● AVAILABLE RECORDS

____

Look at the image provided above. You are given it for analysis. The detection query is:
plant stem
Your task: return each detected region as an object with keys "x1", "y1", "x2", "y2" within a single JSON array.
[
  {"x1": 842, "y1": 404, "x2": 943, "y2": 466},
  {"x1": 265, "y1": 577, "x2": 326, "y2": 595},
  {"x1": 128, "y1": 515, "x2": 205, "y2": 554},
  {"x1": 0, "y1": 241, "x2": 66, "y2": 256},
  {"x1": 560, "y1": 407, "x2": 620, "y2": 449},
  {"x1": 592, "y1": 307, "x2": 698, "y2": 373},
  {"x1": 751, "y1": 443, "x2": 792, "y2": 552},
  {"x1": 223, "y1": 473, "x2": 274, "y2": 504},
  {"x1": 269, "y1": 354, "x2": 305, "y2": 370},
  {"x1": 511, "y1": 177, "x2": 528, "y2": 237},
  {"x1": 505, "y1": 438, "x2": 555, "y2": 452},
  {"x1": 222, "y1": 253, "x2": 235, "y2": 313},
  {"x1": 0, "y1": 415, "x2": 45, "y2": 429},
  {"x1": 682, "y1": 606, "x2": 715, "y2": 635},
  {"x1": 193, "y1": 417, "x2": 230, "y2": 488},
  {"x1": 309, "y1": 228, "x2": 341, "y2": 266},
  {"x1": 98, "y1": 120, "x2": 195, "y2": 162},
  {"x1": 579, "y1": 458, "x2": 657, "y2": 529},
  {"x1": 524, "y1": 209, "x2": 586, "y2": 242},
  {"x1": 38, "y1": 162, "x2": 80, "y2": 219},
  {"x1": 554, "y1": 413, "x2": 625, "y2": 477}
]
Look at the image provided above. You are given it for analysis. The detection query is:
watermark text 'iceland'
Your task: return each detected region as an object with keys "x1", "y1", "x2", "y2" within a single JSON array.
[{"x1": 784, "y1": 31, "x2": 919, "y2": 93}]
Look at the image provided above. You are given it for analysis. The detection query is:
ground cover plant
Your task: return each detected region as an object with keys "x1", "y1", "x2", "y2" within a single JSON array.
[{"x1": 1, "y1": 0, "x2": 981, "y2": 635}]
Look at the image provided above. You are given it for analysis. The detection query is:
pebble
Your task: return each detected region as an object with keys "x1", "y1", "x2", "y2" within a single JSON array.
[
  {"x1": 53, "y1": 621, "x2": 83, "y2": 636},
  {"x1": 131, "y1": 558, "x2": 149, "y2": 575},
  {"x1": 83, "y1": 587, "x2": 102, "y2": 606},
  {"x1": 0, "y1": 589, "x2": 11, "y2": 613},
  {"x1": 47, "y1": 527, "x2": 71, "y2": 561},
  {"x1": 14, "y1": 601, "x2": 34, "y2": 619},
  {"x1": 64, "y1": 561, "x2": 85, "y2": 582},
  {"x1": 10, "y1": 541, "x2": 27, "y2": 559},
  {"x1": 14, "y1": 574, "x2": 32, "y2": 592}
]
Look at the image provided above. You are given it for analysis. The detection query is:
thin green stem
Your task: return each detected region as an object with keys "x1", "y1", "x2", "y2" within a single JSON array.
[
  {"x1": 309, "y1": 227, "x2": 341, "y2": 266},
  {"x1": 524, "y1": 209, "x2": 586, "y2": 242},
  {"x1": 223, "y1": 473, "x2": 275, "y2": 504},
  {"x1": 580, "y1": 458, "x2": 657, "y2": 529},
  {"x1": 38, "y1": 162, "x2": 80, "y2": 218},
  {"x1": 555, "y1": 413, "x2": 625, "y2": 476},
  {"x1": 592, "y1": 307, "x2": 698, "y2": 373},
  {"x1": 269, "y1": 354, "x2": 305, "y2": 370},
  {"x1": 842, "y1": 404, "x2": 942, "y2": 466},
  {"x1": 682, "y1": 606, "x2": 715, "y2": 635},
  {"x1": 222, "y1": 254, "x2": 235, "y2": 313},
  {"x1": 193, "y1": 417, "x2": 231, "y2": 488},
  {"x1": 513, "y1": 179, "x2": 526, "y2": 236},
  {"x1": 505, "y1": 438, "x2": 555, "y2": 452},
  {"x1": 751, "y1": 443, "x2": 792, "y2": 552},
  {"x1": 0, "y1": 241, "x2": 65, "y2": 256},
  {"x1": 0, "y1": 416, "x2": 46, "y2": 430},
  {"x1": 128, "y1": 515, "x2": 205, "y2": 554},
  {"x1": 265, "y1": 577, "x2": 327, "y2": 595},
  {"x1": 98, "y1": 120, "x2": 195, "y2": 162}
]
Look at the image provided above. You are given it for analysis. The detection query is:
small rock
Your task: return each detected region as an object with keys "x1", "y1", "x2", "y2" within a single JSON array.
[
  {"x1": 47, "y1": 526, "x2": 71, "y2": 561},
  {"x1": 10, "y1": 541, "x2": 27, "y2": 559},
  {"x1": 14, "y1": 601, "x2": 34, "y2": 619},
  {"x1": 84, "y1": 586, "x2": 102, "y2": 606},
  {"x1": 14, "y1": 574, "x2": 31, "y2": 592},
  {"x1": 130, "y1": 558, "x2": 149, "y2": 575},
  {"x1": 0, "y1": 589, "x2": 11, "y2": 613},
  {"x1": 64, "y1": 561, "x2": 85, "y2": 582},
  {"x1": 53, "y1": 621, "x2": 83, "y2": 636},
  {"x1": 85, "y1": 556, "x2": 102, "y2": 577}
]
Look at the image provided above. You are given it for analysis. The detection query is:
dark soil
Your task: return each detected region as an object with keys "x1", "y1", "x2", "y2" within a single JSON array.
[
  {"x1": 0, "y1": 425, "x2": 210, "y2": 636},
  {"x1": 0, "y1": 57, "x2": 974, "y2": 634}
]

____

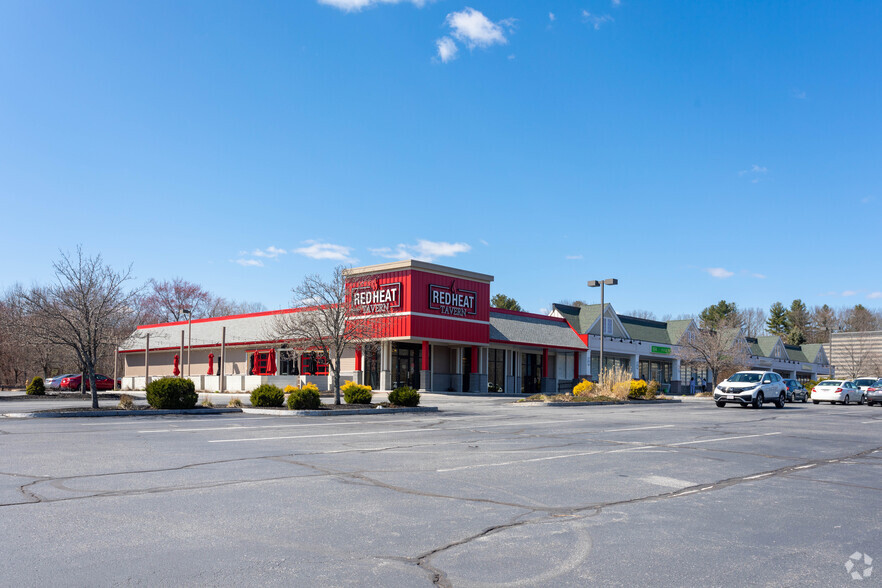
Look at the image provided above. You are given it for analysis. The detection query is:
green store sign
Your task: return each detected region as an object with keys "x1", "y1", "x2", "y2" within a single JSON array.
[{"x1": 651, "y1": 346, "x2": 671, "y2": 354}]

____

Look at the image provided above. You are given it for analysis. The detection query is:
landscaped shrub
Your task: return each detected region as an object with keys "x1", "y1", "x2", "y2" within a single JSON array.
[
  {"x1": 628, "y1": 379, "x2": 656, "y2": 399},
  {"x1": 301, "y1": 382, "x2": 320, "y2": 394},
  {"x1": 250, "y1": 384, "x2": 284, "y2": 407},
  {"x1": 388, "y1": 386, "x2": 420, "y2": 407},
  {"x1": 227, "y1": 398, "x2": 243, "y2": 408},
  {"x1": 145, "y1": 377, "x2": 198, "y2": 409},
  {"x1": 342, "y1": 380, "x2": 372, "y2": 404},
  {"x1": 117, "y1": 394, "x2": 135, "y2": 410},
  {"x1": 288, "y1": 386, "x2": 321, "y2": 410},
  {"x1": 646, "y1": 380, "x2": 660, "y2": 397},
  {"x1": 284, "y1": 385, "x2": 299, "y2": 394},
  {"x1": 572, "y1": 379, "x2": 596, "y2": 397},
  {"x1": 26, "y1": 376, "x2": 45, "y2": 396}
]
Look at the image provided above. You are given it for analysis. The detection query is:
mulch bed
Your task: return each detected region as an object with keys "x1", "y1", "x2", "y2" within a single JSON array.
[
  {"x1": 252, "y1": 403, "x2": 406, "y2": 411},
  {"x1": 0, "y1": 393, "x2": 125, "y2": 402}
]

____

● ACTION ITEM
In your answer, include only the lines above starting at the line that holds "watermark text 'iceland'" and ending at the line that holds "thin green stem", copied exactly.

● FINISHED TASK
watermark text 'iceland'
Your task: return each detected region as an object with keys "x1", "y1", "x2", "y2" within a single JSON array.
[{"x1": 784, "y1": 31, "x2": 919, "y2": 93}]
Look at the image provided above. You are given it for analysis. The detection query is:
ground cover plant
Your task: return each detected region as an object with keys "x1", "y1", "x2", "y2" within a single JSON array.
[{"x1": 1, "y1": 0, "x2": 981, "y2": 635}]
Look at the image provided above. You are given it for analysis. The detection query is:
pebble
Your task: return each detected region as an object with keys "x1", "y1", "x2", "y2" within a single JSON array.
[
  {"x1": 53, "y1": 621, "x2": 83, "y2": 636},
  {"x1": 131, "y1": 558, "x2": 149, "y2": 575},
  {"x1": 83, "y1": 587, "x2": 102, "y2": 606},
  {"x1": 0, "y1": 589, "x2": 11, "y2": 613},
  {"x1": 47, "y1": 527, "x2": 71, "y2": 561},
  {"x1": 14, "y1": 601, "x2": 34, "y2": 619},
  {"x1": 64, "y1": 561, "x2": 85, "y2": 582},
  {"x1": 10, "y1": 541, "x2": 27, "y2": 559},
  {"x1": 14, "y1": 574, "x2": 32, "y2": 592}
]
Look at the image provided above. You are given it for analysis. The detection query is:
thin green stem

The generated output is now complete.